***** Records supplied *****
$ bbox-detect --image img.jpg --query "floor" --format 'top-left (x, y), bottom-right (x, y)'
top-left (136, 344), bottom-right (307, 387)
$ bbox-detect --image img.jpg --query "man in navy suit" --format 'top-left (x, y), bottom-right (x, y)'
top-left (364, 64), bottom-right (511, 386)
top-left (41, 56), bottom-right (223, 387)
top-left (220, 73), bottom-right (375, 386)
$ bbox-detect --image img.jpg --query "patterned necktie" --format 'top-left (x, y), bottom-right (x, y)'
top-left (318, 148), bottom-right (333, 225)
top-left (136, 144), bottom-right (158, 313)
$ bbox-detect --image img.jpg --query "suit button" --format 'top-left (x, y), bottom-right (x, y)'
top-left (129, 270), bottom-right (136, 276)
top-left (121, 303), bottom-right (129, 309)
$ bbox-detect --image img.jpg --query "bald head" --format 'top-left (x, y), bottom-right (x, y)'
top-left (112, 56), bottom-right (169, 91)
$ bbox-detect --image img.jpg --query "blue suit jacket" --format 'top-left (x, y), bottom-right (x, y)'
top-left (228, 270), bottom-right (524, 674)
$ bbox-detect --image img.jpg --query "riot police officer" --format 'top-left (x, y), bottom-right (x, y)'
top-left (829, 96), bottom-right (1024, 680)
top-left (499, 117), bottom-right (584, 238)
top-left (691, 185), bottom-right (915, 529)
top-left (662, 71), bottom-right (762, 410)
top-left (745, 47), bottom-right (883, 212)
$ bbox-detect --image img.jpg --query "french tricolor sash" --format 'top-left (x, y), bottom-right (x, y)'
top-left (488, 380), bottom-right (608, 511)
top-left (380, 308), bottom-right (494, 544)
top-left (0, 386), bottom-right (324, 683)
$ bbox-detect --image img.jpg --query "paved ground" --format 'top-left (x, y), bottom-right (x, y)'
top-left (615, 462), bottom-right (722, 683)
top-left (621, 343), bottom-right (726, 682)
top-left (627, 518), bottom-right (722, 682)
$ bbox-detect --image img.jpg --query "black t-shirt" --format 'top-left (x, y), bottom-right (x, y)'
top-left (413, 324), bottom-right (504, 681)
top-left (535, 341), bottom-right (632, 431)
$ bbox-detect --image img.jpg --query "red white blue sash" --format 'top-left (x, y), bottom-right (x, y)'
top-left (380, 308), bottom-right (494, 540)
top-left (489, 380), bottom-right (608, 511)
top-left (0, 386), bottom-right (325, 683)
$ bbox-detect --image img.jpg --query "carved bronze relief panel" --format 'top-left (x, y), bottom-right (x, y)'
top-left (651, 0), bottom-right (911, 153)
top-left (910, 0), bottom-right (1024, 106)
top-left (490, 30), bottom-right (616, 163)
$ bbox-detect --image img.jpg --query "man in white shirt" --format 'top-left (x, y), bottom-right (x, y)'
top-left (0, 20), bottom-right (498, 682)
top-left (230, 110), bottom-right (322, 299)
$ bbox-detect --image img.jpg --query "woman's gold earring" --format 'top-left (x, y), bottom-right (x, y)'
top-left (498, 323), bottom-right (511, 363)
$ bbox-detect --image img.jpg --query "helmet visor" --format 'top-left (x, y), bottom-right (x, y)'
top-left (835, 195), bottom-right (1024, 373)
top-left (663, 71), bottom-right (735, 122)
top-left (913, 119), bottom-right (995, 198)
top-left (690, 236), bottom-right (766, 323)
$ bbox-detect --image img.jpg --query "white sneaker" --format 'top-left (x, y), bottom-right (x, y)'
*****
> [Exercise objective]
All entries given above should be transcribed exactly, with none omitted.

> [Answer area]
$ bbox-detect --image img.jpg --query "floor" --format 'top-left (x, y), bottom-right (x, y)'
top-left (136, 344), bottom-right (307, 387)
$ bbox-detect --image img.jpg --query "man in navy suit" --format 'top-left (x, y), bottom-right (x, y)'
top-left (364, 64), bottom-right (511, 386)
top-left (41, 56), bottom-right (223, 387)
top-left (220, 73), bottom-right (375, 386)
$ bbox-detect --image img.jpg --query "patterned necktie" --format 'top-left (x, y), bottom-right (x, y)'
top-left (318, 148), bottom-right (333, 225)
top-left (136, 144), bottom-right (158, 313)
$ bbox-detect --image img.jpg --query "suit button" --format 'top-left (x, y), bottom-right (x, y)'
top-left (129, 270), bottom-right (136, 276)
top-left (121, 303), bottom-right (129, 309)
$ bbox-detect --image img.jpg --query "bald head" --format 'top-left (x, y), bottom-right (x, y)'
top-left (112, 56), bottom-right (169, 91)
$ bbox-detect --image img.jpg --query "blue suit jacket" --format 'top-left (x, y), bottom-right (x, y)'
top-left (228, 270), bottom-right (524, 674)
$ bbox-detect --image img.jpg --query "riot police officer" --format 'top-left (x, y), bottom-right (x, y)'
top-left (829, 96), bottom-right (1024, 680)
top-left (499, 117), bottom-right (584, 238)
top-left (691, 185), bottom-right (915, 529)
top-left (662, 71), bottom-right (762, 410)
top-left (745, 47), bottom-right (883, 212)
$ bbox-detect --image img.jpg --query "french tricolor sash" --format 'top-left (x, y), bottom-right (x, y)'
top-left (488, 380), bottom-right (608, 511)
top-left (380, 308), bottom-right (494, 544)
top-left (0, 386), bottom-right (324, 683)
$ bbox-detect --image img.jpg --query "paved ground" --format 'top-left (x, y), bottom-right (x, y)'
top-left (615, 462), bottom-right (722, 683)
top-left (621, 343), bottom-right (726, 682)
top-left (627, 518), bottom-right (722, 682)
$ bbox-detect --image img.jpg --query "black t-shirt" --format 'top-left (x, y), bottom-right (x, y)'
top-left (413, 324), bottom-right (504, 681)
top-left (535, 341), bottom-right (632, 431)
$ bbox-detect --image img.jpg --query "red white blue sash" --format 'top-left (x, y), bottom-right (x, y)'
top-left (380, 308), bottom-right (494, 540)
top-left (489, 380), bottom-right (608, 511)
top-left (0, 386), bottom-right (325, 683)
$ bbox-detect --image img.jpg --query "carved bronze relief panel" --format 'top-left (x, y), bottom-right (x, y)'
top-left (651, 0), bottom-right (911, 153)
top-left (910, 0), bottom-right (1024, 106)
top-left (490, 30), bottom-right (616, 163)
$ bbox-detect --image img.jpg --query "man in white shirt" --format 'top-left (x, y), bottom-right (x, y)'
top-left (0, 20), bottom-right (498, 682)
top-left (230, 110), bottom-right (322, 299)
$ bbox-detect --image img.jpg --query "woman's gold earring" --format 'top-left (x, y), bottom-right (x, y)'
top-left (498, 323), bottom-right (511, 363)
$ bbox-detect --image img.jpg --query "helmet visor" --format 'top-left (x, y), bottom-right (x, y)'
top-left (835, 195), bottom-right (1024, 373)
top-left (663, 71), bottom-right (735, 122)
top-left (913, 119), bottom-right (995, 198)
top-left (690, 236), bottom-right (766, 323)
$ bbox-detect --image img.jpg --query "white sneaker" --format 'top-left (x, y), bottom-right (x, y)'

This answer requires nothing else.